* BEGIN Supplied records *

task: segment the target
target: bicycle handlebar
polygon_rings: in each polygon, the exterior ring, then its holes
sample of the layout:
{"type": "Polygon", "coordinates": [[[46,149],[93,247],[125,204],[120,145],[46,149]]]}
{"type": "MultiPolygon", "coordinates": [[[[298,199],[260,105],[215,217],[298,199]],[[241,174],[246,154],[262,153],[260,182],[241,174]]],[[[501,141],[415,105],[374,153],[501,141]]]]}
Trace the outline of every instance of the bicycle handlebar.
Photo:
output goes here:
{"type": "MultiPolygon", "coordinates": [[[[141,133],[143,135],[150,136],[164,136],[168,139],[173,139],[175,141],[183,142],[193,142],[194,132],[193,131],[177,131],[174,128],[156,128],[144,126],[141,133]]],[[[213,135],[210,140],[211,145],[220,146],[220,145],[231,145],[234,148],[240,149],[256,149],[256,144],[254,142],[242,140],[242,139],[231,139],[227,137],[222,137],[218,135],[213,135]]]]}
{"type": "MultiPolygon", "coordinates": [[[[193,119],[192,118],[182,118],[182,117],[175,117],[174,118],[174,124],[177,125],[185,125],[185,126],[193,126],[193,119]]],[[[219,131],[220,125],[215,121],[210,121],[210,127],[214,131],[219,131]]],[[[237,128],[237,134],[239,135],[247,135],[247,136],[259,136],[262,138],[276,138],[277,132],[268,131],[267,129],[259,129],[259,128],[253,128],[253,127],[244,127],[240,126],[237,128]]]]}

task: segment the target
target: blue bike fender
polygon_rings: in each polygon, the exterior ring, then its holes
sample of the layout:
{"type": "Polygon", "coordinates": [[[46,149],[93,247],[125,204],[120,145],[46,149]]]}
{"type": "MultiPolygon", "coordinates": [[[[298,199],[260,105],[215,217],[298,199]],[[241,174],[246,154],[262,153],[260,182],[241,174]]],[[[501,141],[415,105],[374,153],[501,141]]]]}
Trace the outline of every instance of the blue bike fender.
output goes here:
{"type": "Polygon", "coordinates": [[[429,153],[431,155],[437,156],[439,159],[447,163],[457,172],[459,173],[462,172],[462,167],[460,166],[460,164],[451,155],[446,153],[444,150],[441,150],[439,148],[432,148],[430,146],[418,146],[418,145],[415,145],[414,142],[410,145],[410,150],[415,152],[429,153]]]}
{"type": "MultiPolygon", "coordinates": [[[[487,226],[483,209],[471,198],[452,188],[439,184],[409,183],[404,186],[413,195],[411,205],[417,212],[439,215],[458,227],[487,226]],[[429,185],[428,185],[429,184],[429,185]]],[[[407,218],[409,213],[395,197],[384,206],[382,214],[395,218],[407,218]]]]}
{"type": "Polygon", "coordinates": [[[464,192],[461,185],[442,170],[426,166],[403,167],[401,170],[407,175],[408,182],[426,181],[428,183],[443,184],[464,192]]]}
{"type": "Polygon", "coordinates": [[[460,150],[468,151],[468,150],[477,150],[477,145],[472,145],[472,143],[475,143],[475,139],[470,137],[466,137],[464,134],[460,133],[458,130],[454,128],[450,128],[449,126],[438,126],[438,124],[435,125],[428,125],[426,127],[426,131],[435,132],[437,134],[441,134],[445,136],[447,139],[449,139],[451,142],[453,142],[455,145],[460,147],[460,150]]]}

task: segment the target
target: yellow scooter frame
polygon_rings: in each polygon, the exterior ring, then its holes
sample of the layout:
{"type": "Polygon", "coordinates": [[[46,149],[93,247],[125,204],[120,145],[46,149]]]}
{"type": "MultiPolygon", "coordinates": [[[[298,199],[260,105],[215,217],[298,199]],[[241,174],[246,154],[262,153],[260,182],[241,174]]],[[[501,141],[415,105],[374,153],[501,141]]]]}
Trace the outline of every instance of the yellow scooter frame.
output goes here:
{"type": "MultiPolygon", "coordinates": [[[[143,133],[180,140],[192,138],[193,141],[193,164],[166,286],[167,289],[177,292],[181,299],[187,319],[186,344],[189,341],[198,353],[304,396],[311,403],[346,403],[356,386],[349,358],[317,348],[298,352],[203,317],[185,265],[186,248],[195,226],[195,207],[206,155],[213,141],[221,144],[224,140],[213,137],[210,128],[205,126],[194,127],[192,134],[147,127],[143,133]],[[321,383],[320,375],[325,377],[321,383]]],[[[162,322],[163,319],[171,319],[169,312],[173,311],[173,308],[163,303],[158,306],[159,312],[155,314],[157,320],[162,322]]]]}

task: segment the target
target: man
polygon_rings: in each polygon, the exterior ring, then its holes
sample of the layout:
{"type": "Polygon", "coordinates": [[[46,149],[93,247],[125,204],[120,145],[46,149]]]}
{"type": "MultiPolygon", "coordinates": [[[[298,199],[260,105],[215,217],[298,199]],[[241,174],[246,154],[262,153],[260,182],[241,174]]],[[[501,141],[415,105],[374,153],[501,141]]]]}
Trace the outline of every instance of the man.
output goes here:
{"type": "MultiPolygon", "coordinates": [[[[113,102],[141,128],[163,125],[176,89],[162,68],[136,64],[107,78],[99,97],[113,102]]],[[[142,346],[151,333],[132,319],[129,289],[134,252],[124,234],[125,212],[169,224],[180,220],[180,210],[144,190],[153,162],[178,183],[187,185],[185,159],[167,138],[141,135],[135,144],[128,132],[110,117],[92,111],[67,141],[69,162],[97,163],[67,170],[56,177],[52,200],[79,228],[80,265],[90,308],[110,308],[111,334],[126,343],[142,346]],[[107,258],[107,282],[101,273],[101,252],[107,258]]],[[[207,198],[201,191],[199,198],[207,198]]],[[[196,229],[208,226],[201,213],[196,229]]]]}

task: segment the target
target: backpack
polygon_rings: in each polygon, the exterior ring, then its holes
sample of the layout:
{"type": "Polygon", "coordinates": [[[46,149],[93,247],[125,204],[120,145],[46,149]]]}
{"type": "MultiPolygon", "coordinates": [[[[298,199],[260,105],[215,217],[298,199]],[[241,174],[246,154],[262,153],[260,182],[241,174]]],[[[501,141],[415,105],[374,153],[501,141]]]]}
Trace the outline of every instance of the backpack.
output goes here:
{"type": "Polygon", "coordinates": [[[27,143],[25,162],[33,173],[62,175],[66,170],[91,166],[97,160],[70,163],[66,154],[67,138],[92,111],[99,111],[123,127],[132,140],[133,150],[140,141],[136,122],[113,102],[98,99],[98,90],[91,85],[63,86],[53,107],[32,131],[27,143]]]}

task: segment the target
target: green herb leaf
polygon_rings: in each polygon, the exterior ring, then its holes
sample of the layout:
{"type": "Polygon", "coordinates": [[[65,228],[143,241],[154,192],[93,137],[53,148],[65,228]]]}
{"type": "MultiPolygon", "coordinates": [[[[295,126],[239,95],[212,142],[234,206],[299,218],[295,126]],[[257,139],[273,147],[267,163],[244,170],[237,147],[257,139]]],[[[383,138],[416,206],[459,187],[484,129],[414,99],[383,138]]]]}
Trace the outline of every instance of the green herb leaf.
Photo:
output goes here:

* END Supplied records *

** What the exercise asks **
All of the lines above must be returned exactly.

** Final result **
task: segment the target
target: bicycle handlebar
polygon_rings: in each polygon, the exterior ring, then its holes
sample of the layout:
{"type": "Polygon", "coordinates": [[[46,149],[93,247],[125,204],[120,145],[46,149]]]}
{"type": "MultiPolygon", "coordinates": [[[[298,199],[260,105],[215,217],[298,199]],[[241,174],[246,154],[262,153],[260,182],[241,174]]],[[[501,141],[415,105],[374,153],[501,141]]]]}
Trace the outline of every instance of the bicycle handlebar.
Photo:
output goes here:
{"type": "MultiPolygon", "coordinates": [[[[141,133],[143,135],[150,136],[164,136],[168,139],[173,139],[175,141],[183,142],[193,142],[194,132],[193,131],[177,131],[174,128],[156,128],[144,126],[141,133]]],[[[213,135],[210,140],[211,145],[220,146],[220,145],[231,145],[234,148],[240,149],[256,149],[256,144],[254,142],[242,140],[242,139],[231,139],[227,137],[222,137],[218,135],[213,135]]]]}
{"type": "MultiPolygon", "coordinates": [[[[193,119],[192,118],[182,118],[182,117],[175,117],[174,118],[174,124],[177,125],[185,125],[185,126],[193,126],[193,119]]],[[[219,131],[220,125],[215,121],[210,121],[210,127],[214,131],[219,131]]],[[[237,128],[237,134],[239,135],[247,135],[247,136],[259,136],[262,138],[276,138],[277,132],[268,131],[267,129],[259,129],[259,128],[253,128],[253,127],[244,127],[240,126],[237,128]]]]}

task: segment the target
target: blue bike fender
polygon_rings: in each polygon, the exterior ring, then its holes
sample of the layout:
{"type": "Polygon", "coordinates": [[[46,149],[93,247],[125,204],[120,145],[46,149]]]}
{"type": "MultiPolygon", "coordinates": [[[[298,199],[260,105],[215,217],[298,199]],[[241,174],[246,154],[262,153],[260,182],[241,174]]],[[[501,141],[415,105],[374,153],[501,141]]]]}
Trace the outline of every instance of the blue bike fender.
output goes here:
{"type": "Polygon", "coordinates": [[[429,153],[431,155],[437,156],[439,159],[447,163],[457,172],[459,173],[462,172],[462,167],[460,166],[460,164],[451,155],[446,153],[444,150],[441,150],[439,148],[432,148],[430,146],[418,146],[418,145],[415,145],[414,142],[410,145],[410,150],[415,152],[429,153]]]}
{"type": "MultiPolygon", "coordinates": [[[[487,226],[483,209],[471,198],[452,188],[439,184],[409,183],[404,186],[413,195],[411,205],[417,212],[439,215],[458,227],[487,226]],[[429,185],[428,185],[429,184],[429,185]]],[[[407,218],[409,213],[395,197],[384,206],[382,214],[395,218],[407,218]]]]}
{"type": "Polygon", "coordinates": [[[464,192],[461,185],[442,170],[426,166],[403,167],[401,170],[407,175],[408,182],[426,181],[428,183],[443,184],[464,192]]]}
{"type": "Polygon", "coordinates": [[[460,150],[468,151],[468,150],[477,150],[477,145],[472,145],[472,143],[475,143],[475,139],[470,137],[466,137],[464,134],[460,133],[458,130],[454,128],[450,128],[449,126],[438,126],[438,124],[435,125],[428,125],[426,127],[426,131],[435,132],[437,134],[441,134],[445,136],[447,139],[449,139],[451,142],[453,142],[455,145],[460,147],[460,150]]]}

task: segment the target
target: yellow scooter frame
polygon_rings: in each polygon, the exterior ring, then its holes
sample of the layout:
{"type": "Polygon", "coordinates": [[[46,149],[93,247],[125,204],[120,145],[46,149]]]}
{"type": "MultiPolygon", "coordinates": [[[[298,199],[260,105],[215,217],[298,199]],[[241,174],[246,154],[262,153],[260,182],[241,174]]],[[[501,141],[415,105],[374,153],[501,141]]]]}
Trace the outline of every instance of the yellow scooter frame.
output goes here:
{"type": "MultiPolygon", "coordinates": [[[[143,133],[180,140],[192,138],[193,141],[193,164],[166,286],[167,289],[177,292],[181,299],[187,319],[186,344],[189,341],[198,353],[304,396],[311,403],[346,403],[356,386],[349,358],[317,348],[298,352],[203,317],[185,265],[186,248],[195,226],[195,207],[206,155],[213,141],[221,144],[224,140],[213,137],[210,128],[205,126],[194,127],[192,134],[147,127],[143,133]],[[321,383],[320,375],[325,377],[321,383]]],[[[162,322],[163,319],[171,319],[169,312],[173,311],[173,308],[163,303],[158,306],[159,312],[155,314],[157,320],[162,322]]]]}

task: segment the target
target: man
polygon_rings: in each polygon, the exterior ring, then its holes
sample of the layout:
{"type": "Polygon", "coordinates": [[[46,149],[93,247],[125,204],[120,145],[46,149]]]}
{"type": "MultiPolygon", "coordinates": [[[[298,199],[260,105],[215,217],[298,199]],[[241,174],[246,154],[262,153],[260,182],[241,174]]],[[[501,141],[415,105],[374,153],[501,141]]]]}
Trace the outline of every instance of the man.
output goes here:
{"type": "MultiPolygon", "coordinates": [[[[113,102],[141,128],[163,125],[176,89],[162,68],[136,64],[107,78],[99,97],[113,102]]],[[[142,346],[151,333],[132,319],[129,289],[134,252],[124,234],[125,212],[169,224],[180,220],[180,210],[144,190],[153,162],[178,183],[187,185],[185,159],[167,138],[141,135],[135,144],[128,132],[110,117],[92,111],[67,141],[69,162],[97,163],[67,170],[56,177],[52,200],[79,228],[80,265],[90,308],[110,308],[111,334],[126,343],[142,346]],[[107,258],[107,282],[101,273],[101,252],[107,258]]],[[[207,198],[201,191],[199,198],[207,198]]],[[[196,229],[208,226],[201,213],[196,229]]]]}

task: segment the target
target: backpack
polygon_rings: in each polygon, the exterior ring, then its holes
sample of the layout:
{"type": "Polygon", "coordinates": [[[46,149],[93,247],[125,204],[120,145],[46,149]]]}
{"type": "MultiPolygon", "coordinates": [[[[298,199],[260,105],[215,217],[298,199]],[[241,174],[246,154],[262,153],[260,182],[241,174]]],[[[501,141],[415,105],[374,153],[501,141]]]]}
Trace the outline of every instance of the backpack.
output goes here:
{"type": "Polygon", "coordinates": [[[27,143],[25,162],[33,173],[62,175],[66,170],[91,166],[97,160],[70,163],[66,154],[67,138],[92,111],[99,111],[123,127],[132,140],[133,150],[140,141],[136,122],[113,102],[98,99],[98,90],[91,85],[63,86],[53,107],[32,131],[27,143]]]}

task: segment the target
target: green herb leaf
polygon_rings: in each polygon, the exterior ring, then its holes
sample of the layout:
{"type": "Polygon", "coordinates": [[[65,228],[143,241],[154,192],[93,137],[53,148],[65,228]]]}
{"type": "MultiPolygon", "coordinates": [[[[295,126],[239,95],[212,142],[234,206],[299,218],[295,126]],[[257,139],[273,147],[267,163],[244,170],[237,147],[257,139]]],[[[383,138],[416,206],[459,187],[484,129],[414,99],[383,138]]]]}
Trace the outline of every instance of the green herb leaf.
Photo:
output goes here:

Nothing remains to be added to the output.